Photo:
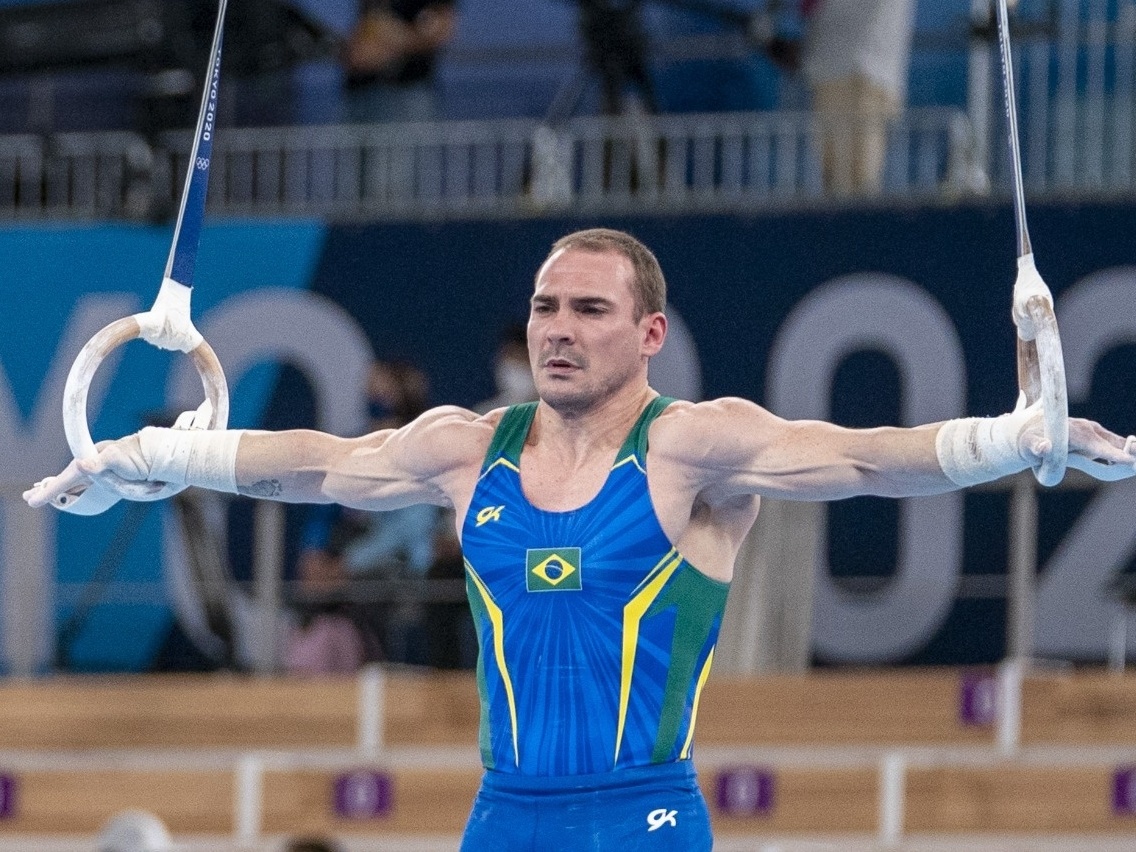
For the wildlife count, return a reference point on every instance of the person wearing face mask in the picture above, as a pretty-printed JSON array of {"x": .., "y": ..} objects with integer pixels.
[{"x": 512, "y": 374}]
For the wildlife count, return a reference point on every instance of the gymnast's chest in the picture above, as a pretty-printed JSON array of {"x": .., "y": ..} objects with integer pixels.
[{"x": 599, "y": 551}]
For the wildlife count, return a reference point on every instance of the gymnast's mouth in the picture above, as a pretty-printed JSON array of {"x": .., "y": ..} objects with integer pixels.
[{"x": 560, "y": 365}]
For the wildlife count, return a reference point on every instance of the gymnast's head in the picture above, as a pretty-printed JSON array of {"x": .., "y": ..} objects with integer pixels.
[
  {"x": 596, "y": 318},
  {"x": 648, "y": 284}
]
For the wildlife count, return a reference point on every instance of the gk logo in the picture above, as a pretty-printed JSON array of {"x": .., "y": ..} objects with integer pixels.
[
  {"x": 660, "y": 817},
  {"x": 490, "y": 512}
]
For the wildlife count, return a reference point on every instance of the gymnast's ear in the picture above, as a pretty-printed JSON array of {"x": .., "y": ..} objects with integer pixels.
[{"x": 654, "y": 332}]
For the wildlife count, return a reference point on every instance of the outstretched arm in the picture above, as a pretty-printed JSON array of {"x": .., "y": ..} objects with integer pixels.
[
  {"x": 385, "y": 469},
  {"x": 734, "y": 448}
]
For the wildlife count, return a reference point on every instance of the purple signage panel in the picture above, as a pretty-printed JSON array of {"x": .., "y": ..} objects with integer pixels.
[
  {"x": 977, "y": 699},
  {"x": 1124, "y": 792},
  {"x": 362, "y": 794},
  {"x": 745, "y": 792},
  {"x": 7, "y": 796}
]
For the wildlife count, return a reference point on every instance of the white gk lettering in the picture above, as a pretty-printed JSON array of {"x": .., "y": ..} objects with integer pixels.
[{"x": 660, "y": 817}]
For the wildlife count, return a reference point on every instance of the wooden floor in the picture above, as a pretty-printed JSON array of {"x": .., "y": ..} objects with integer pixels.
[{"x": 896, "y": 756}]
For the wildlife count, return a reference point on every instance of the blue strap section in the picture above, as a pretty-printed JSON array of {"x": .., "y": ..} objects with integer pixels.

[EXERCISE]
Copy the data precisely. Skip every picture.

[YOUR RESPONSE]
Photo:
For the wildlife count, return a reference point on every instance of the person wearing face mask in the picture above, as a pretty-printed JSON array of {"x": .., "y": ..} objects with integer pixels.
[{"x": 512, "y": 374}]
For the wildlife count, return a reference point on every instance of the gymnast's chest in the picture above, as a pretty-printed JSON array of {"x": .., "y": ..} objects with integer pixels.
[{"x": 599, "y": 551}]
For the wildlife count, return a reference point on every instance of the gymnast's mouth in the picture above, as a pretty-printed JSON array of {"x": .., "y": ..} objects with integer pixels.
[{"x": 560, "y": 365}]
For the wildlife count, return a reference point on every instance of the gymnast's head in the picture above, as a pretty-printed JSON array of {"x": .., "y": ..} objects with integer pixels.
[
  {"x": 596, "y": 318},
  {"x": 648, "y": 284}
]
For the wildlife count, return a reference point on every instance of the gk logo in the picture above, as a pretty-printed JSON array of {"x": .., "y": ..} objects with integer pixels.
[
  {"x": 660, "y": 817},
  {"x": 490, "y": 512}
]
For the wildlife count, return a reference point on every instance of the gymnast's ear in the picture above, as a pretty-printed JSON array of {"x": .., "y": ..} objects with integer pixels.
[{"x": 654, "y": 332}]
For the wildlife count, return a reference point on every instance of the outstretched arm in the picture above, as a pretty-printed JSON array of {"x": .., "y": ..} objects with integer pixels.
[
  {"x": 385, "y": 469},
  {"x": 734, "y": 448}
]
For the wildlife count, return a reference point on every instance of the purple signage panel in the picture above, as a pretty-printed JSON array of {"x": .., "y": ..} objects with integer pixels.
[
  {"x": 977, "y": 699},
  {"x": 1124, "y": 792},
  {"x": 362, "y": 794},
  {"x": 745, "y": 792},
  {"x": 7, "y": 796}
]
For the wildlife count, return a reference point on every instance of the white gk lettering in the picture above, as a pretty-printed JSON array of {"x": .., "y": ..} objects with integer pixels.
[{"x": 660, "y": 817}]
For the wildlife count, return a reference point on every instance of the wooden floor in the picture above, as a pretty-printed JSON array of {"x": .., "y": ..} objects with integer pixels.
[{"x": 896, "y": 756}]
For the wildlife count, return a reference point on every instance of the blue strap section in the picture above, as a pretty-printed JSON array of {"x": .., "y": ..} objects with integer pixels.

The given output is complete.